- [INSTRUCTIONS TO FOLLOW] Turn the listing below into a numbered list, leaving out any blank lines.

- [RECORDS FOR THE TASK]
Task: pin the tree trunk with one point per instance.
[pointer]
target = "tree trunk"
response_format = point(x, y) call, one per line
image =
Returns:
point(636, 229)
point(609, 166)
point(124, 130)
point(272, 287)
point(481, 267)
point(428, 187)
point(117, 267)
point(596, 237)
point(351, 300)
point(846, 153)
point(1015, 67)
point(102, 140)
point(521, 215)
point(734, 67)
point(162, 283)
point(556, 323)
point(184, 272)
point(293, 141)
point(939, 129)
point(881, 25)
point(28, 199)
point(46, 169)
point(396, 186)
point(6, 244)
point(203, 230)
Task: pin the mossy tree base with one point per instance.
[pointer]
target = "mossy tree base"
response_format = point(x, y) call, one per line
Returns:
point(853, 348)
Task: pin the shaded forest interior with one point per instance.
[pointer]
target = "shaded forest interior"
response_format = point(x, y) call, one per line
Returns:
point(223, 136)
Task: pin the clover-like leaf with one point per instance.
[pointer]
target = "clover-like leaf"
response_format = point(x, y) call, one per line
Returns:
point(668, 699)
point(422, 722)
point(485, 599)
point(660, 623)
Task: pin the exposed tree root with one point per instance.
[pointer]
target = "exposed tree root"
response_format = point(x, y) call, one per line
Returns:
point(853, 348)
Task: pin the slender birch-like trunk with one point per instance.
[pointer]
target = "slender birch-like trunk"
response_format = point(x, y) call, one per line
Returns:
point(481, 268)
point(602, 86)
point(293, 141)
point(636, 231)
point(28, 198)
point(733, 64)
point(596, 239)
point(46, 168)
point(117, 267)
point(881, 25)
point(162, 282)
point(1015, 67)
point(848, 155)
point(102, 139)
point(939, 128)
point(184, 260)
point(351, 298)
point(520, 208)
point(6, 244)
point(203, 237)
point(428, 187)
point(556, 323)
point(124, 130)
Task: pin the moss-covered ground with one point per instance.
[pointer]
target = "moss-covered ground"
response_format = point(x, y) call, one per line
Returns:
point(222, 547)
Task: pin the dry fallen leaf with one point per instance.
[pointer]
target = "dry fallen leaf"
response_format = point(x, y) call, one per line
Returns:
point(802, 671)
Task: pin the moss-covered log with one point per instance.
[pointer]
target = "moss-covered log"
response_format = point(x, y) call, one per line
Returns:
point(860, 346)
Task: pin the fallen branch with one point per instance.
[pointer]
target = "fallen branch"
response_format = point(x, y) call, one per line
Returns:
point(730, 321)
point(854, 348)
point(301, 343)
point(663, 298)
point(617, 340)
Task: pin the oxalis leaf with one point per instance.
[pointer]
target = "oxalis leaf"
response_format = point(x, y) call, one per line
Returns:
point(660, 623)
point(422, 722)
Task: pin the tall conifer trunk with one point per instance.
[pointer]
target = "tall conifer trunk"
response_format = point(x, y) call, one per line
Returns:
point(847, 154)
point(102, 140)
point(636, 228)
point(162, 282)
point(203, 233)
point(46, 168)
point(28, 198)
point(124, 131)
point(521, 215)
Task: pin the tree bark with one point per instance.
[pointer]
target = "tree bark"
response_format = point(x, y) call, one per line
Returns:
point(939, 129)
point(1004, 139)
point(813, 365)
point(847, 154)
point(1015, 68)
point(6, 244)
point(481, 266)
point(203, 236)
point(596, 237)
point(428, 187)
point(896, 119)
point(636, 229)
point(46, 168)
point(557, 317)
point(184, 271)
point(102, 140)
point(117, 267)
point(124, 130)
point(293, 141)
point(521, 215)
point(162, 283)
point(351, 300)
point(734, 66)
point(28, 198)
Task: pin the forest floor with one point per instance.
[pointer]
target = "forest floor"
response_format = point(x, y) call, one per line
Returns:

- [RESULT BELOW]
1. Task: pin the tree trunk with one point per instance.
2. [pointer]
3. target = "tree trunk"
4. response_format = point(x, y) call, one per line
5. image =
6. Returns:
7. point(636, 229)
8. point(609, 166)
9. point(124, 130)
10. point(272, 287)
11. point(481, 267)
12. point(428, 187)
13. point(117, 267)
14. point(596, 237)
15. point(351, 300)
16. point(846, 153)
17. point(1015, 67)
18. point(102, 140)
19. point(521, 215)
20. point(734, 67)
21. point(162, 283)
22. point(556, 323)
23. point(184, 272)
24. point(293, 141)
25. point(939, 129)
26. point(881, 25)
27. point(28, 199)
28. point(46, 169)
29. point(396, 186)
30. point(6, 244)
31. point(203, 230)
32. Task: pin the mossy tree base with one point per instance.
33. [pointer]
34. target = "mossy tree base"
35. response_format = point(x, y) call, one per line
36. Returns:
37. point(853, 348)
38. Task: pin the shaded forest interior with one point per instance.
39. [pointer]
40. target = "shaded forest interior"
41. response_format = point(x, y) call, one per line
42. Returns:
43. point(223, 136)
44. Task: pin the clover-like leaf with one point per instance.
45. [pointer]
46. target = "clover-like leaf"
47. response_format = point(x, y) call, one per line
48. Returns:
49. point(668, 699)
50. point(422, 722)
51. point(485, 599)
52. point(660, 623)
53. Task: pin the exposed tree root with one point per instance.
54. [pointer]
55. target = "exposed tree root"
56. response_format = point(x, y) call, one per line
57. Returns:
58. point(853, 348)
59. Task: pin the slender birch-like trunk with one point per instance.
60. [pointer]
61. target = "slender birch-like trunk"
62. response_format = point(x, y) call, one per line
63. Returns:
64. point(481, 268)
65. point(602, 86)
66. point(293, 141)
67. point(636, 231)
68. point(28, 198)
69. point(733, 64)
70. point(596, 239)
71. point(46, 168)
72. point(117, 267)
73. point(881, 25)
74. point(162, 282)
75. point(1015, 67)
76. point(848, 155)
77. point(102, 139)
78. point(939, 128)
79. point(184, 260)
80. point(351, 298)
81. point(520, 208)
82. point(6, 244)
83. point(203, 237)
84. point(428, 187)
85. point(556, 323)
86. point(124, 130)
87. Task: pin the moss-covered ground with one point per instance.
88. [pointer]
89. target = "moss-covered ground"
90. response_format = point(x, y) call, one per line
91. Returns:
92. point(222, 547)
93. Task: pin the dry fallen leaf with one point per instance.
94. [pointer]
95. target = "dry fallen leaf"
96. response_format = point(x, y) call, one per line
97. Returns:
98. point(802, 671)
99. Task: pin the moss-covered log with one point per instance.
100. [pointer]
101. target = "moss-covered log"
102. response_format = point(x, y) call, one per line
103. Returns:
104. point(860, 346)
105. Task: pin the fallen branch with one point per instance.
106. [pointer]
107. target = "fallen branch"
108. response_format = point(x, y) call, one per line
109. Returns:
110. point(730, 321)
111. point(854, 348)
112. point(301, 343)
113. point(663, 298)
114. point(617, 340)
115. Task: pin the oxalis leaf with one point per instance.
116. [pointer]
117. target = "oxalis leaf"
118. response_format = point(x, y) call, one per line
119. Returns:
120. point(660, 623)
121. point(422, 722)
122. Task: pin the tall conifer trunk with one point per instance.
123. [pointer]
124. target = "tall conifer trunk"
125. response_format = point(x, y) call, one per line
126. Returns:
127. point(847, 154)
128. point(102, 140)
129. point(636, 228)
130. point(162, 282)
131. point(203, 233)
132. point(46, 168)
133. point(28, 198)
134. point(124, 131)
135. point(521, 215)
136. Task: pin the tree bark with one point per instance.
137. [pointer]
138. target = "tree bark"
139. response_format = point(x, y) call, one per line
140. Returns:
141. point(939, 129)
142. point(1004, 139)
143. point(813, 365)
144. point(847, 154)
145. point(1015, 68)
146. point(6, 244)
147. point(481, 266)
148. point(203, 236)
149. point(596, 237)
150. point(428, 187)
151. point(896, 119)
152. point(636, 229)
153. point(46, 168)
154. point(557, 317)
155. point(184, 271)
156. point(102, 140)
157. point(117, 267)
158. point(124, 130)
159. point(293, 141)
160. point(521, 215)
161. point(162, 283)
162. point(351, 300)
163. point(734, 66)
164. point(28, 198)
165. Task: pin the forest floor with one point per instance.
166. [pointer]
167. target = "forest floor"
168. response_format = point(x, y) call, one per line
169. Returns:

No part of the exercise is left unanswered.